In 1883 Mach wrote that Newton’s experiment merely shows that the relative rotation of the water with respect to the sides of the vessel produces no noticeable centrifugal forces and that such forces are instead produced by its relative rotation with respect to Earth and the other celestial bodies. Referring to a situation he seems to have first sketched in a notebook entry in 1879, Mach added, “No one is competent to say how the experiment would turn out if the sides of the vessel increased in thickness and mass till they were ultimately several leagues thick.”1 He went on to argue that when we say that a body retains its direction and velocity in space, that expression is an abbreviated reference to the entire universe.
Over time, Mach’s attack on absolutes and his discussion of the bucket experiment became the most celebrated features of his account of mechanics. Indeed, for many years Albert Einstein saw the demand to provide an account of inertial mass that depends on the masses of the universe as one of the central criteria for his emerging theory of gravitation. Yet whether and how to satisfy such a demand—what Einstein christened Mach’s principle—have remained open questions, and there have been many different formulations of the principle. The collected essays in Julian Barbour and Herbert Pfister’s book Mach’s Principle: From Newton’s Bucket to Quantum Gravity are particularly insightful on the subject.2
For all its subsequent importance, Mach’s section on absolute time and space in The Science of Mechanics is interesting for what it leaves out. In his teaching, notebooks, and early publications, Mach consistently discussed mechanics in conjunction with a flotilla of other thoughts—about economics, the physiology of sense perception, psychology and the ego, and politics—which seem at different times to have formed and been stimulated by his perspective on mechanics. This article highlights a few of those diverse elements to help place in context the origins and character of Mach’s contributions to relativity; Mach’s perspective may also help us better appreciate what his work meant to others—Einstein in particular.

Dataset items:
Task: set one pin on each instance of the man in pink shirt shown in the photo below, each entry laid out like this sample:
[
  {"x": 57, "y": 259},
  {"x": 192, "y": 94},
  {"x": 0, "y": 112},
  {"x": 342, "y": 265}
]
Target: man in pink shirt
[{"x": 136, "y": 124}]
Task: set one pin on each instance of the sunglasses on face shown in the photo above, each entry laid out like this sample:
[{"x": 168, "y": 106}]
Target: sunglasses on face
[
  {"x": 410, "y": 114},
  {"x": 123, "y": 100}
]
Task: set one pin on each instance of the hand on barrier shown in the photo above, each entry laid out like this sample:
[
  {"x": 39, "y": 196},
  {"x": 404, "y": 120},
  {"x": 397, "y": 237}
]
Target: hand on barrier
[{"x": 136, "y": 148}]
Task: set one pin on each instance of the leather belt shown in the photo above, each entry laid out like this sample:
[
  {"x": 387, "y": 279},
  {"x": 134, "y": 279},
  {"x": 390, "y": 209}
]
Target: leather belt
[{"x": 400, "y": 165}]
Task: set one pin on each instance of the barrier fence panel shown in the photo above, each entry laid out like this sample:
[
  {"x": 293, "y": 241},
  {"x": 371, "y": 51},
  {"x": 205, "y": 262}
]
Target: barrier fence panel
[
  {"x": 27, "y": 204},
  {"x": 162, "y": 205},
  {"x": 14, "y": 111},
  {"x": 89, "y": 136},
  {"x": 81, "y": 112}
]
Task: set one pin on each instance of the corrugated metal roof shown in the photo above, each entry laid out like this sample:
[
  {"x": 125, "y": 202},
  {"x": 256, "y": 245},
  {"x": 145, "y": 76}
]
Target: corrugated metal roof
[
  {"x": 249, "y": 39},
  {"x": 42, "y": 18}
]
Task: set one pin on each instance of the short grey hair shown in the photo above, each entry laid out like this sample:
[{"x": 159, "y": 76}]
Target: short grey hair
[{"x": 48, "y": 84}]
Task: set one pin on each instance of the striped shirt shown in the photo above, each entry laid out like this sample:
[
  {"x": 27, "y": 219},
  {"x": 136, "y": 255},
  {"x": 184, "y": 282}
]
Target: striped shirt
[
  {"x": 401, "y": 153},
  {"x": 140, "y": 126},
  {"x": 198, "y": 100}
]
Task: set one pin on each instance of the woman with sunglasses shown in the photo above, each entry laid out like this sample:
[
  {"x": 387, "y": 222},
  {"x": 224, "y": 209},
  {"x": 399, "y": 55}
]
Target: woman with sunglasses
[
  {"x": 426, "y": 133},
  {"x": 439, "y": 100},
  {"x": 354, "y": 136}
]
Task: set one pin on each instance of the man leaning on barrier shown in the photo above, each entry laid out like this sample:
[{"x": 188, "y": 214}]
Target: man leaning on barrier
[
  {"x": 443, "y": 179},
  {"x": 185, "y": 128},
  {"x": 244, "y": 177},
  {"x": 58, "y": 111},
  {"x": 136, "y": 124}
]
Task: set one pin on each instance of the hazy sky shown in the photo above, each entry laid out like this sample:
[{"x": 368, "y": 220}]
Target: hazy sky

» **STATED PROBLEM A**
According to the passage on Mach, in what year does Mach seem to have first sketched the thick-walled vessel situation in a notebook entry?
» **STATED PROBLEM B**
Reproduce the passage on Mach from "In 1883 Mach" up to and including "the entire universe.".

» **EXERCISE RESULT A**
1879

» **EXERCISE RESULT B**
In 1883 Mach wrote that Newton’s experiment merely shows that the relative rotation of the water with respect to the sides of the vessel produces no noticeable centrifugal forces and that such forces are instead produced by its relative rotation with respect to Earth and the other celestial bodies. Referring to a situation he seems to have first sketched in a notebook entry in 1879, Mach added, “No one is competent to say how the experiment would turn out if the sides of the vessel increased in thickness and mass till they were ultimately several leagues thick.”1 He went on to argue that when we say that a body retains its direction and velocity in space, that expression is an abbreviated reference to the entire universe.